• Required work: Repeat the following lines exactly and nothing else: the line containing "For the site audit, find each instance of the wall-mounted" and each line after it through the end of the listing.

• Material:
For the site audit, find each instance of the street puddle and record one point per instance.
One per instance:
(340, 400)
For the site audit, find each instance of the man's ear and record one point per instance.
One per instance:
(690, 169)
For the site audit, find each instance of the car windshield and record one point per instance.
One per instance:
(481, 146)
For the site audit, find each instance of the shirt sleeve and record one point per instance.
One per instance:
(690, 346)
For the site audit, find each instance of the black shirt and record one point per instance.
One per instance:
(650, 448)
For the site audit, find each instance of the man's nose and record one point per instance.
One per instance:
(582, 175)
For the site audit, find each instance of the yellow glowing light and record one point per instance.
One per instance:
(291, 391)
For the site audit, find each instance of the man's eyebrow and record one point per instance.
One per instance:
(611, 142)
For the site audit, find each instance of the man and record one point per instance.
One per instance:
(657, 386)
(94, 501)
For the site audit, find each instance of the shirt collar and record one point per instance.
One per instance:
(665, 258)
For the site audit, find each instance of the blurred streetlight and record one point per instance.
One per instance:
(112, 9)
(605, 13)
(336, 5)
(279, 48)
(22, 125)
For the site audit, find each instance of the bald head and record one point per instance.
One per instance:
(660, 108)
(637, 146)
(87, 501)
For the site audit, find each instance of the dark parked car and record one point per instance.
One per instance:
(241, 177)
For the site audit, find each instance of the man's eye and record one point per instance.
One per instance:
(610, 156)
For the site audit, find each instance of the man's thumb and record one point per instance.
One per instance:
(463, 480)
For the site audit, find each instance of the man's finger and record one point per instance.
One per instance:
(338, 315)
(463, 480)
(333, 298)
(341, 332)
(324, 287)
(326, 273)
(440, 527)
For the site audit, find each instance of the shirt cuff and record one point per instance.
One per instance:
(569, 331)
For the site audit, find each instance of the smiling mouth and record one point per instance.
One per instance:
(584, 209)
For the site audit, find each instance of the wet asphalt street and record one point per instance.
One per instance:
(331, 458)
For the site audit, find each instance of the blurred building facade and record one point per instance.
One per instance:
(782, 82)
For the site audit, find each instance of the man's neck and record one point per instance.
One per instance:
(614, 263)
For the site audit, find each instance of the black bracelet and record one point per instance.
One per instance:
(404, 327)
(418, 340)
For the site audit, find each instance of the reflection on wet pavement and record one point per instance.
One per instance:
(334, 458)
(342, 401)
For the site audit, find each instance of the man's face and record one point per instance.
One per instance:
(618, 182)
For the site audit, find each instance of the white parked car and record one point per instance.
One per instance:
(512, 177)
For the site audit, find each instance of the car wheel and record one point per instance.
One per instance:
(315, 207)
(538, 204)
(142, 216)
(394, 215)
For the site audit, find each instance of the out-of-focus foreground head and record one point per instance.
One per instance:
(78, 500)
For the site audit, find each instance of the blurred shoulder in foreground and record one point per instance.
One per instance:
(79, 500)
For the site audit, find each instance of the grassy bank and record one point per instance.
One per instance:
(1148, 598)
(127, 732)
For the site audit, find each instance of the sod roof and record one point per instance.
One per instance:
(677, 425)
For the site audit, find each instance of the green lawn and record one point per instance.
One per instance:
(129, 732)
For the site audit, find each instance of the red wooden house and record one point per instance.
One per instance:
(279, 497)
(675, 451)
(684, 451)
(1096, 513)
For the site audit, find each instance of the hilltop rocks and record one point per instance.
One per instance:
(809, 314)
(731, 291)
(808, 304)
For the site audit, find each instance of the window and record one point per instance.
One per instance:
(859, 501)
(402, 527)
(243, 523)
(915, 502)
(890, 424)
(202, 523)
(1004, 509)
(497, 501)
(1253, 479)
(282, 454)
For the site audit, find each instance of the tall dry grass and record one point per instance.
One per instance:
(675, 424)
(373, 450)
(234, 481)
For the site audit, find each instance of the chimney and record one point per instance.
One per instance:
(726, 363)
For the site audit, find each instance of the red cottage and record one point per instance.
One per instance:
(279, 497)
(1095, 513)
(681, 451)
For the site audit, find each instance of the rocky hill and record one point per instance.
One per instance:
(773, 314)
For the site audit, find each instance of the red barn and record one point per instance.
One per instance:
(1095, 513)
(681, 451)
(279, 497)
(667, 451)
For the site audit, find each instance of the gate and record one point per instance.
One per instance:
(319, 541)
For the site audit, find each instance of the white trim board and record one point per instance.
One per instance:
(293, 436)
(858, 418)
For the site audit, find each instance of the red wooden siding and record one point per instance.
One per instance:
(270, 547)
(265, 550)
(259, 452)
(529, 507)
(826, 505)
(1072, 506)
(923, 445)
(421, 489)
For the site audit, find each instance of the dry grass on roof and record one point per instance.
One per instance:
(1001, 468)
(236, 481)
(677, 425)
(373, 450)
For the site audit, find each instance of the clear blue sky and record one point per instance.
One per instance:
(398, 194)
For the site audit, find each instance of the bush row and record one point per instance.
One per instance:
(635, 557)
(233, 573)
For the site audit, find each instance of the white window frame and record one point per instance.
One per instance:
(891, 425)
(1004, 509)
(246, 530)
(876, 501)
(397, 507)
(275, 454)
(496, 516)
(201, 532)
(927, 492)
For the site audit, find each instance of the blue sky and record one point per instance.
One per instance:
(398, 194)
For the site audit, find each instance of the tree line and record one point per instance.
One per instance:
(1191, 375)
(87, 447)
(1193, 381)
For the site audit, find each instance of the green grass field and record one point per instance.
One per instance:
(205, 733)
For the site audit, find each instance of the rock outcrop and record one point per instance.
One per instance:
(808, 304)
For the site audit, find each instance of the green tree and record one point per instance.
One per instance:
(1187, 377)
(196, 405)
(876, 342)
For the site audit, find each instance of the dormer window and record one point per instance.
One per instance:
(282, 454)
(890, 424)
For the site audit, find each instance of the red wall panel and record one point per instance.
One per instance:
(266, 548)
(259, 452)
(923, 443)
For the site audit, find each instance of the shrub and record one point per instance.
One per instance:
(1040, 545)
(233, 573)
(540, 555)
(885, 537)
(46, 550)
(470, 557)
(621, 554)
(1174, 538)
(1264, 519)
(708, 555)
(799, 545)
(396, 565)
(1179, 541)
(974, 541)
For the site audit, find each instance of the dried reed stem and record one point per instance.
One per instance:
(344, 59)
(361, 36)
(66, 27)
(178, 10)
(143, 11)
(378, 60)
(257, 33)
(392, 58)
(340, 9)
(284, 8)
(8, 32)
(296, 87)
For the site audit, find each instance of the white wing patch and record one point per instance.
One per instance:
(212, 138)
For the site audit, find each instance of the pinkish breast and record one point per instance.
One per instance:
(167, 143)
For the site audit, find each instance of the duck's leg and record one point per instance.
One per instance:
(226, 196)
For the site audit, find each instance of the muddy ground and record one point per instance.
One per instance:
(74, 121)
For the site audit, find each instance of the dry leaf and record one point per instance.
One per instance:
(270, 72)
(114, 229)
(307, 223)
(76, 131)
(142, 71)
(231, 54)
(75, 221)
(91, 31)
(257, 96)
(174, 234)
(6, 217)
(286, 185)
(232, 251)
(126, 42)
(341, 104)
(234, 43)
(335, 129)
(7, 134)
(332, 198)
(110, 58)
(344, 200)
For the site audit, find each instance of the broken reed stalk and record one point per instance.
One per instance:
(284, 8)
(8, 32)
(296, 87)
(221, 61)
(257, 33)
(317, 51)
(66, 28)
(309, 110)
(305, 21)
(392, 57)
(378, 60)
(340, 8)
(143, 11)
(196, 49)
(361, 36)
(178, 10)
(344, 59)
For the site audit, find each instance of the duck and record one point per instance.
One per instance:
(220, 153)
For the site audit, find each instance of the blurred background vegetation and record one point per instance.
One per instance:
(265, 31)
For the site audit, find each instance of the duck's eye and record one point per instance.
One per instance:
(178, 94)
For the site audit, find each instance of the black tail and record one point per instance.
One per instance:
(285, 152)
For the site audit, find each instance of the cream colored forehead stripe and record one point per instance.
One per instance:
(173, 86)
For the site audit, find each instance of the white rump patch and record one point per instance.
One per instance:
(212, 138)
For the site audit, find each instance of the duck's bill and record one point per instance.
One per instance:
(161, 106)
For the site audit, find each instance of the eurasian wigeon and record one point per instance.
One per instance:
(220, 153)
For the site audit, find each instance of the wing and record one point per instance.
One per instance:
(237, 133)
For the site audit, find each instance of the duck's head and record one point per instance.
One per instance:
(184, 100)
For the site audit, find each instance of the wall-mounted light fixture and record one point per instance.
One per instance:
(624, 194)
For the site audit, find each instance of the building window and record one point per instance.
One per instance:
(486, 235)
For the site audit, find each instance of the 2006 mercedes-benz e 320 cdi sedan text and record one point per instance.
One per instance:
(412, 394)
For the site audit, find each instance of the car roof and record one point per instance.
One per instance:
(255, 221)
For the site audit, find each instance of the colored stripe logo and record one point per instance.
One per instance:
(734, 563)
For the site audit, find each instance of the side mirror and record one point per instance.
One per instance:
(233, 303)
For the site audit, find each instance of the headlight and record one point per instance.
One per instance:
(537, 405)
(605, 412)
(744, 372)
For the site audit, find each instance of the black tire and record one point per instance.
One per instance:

• Correct output:
For the site audit, find each instance of the wall-mounted light fixture and record one point per instance.
One per instance:
(624, 194)
For the site audit, find each instance of the building window and record one point per instance.
One per instance:
(486, 235)
For the site audit, find each instance of the 2006 mercedes-benz e 320 cdi sedan text and record one point per instance.
One per instance:
(412, 394)
For the site audit, find each instance of the car roof and record one point per instance.
One per instance:
(255, 221)
For the site audit, find each instance of the colored stripe logo and record one point per instance.
One per instance:
(734, 563)
For the site audit, find each instance of the side mirror and record one point per instance.
One per instance:
(233, 303)
For the site audit, find each instance of the headlight and record one point per instance.
One per instance:
(537, 405)
(605, 412)
(744, 372)
For the site audit, find each instance of the black tire and record one point per instance.
One per instance:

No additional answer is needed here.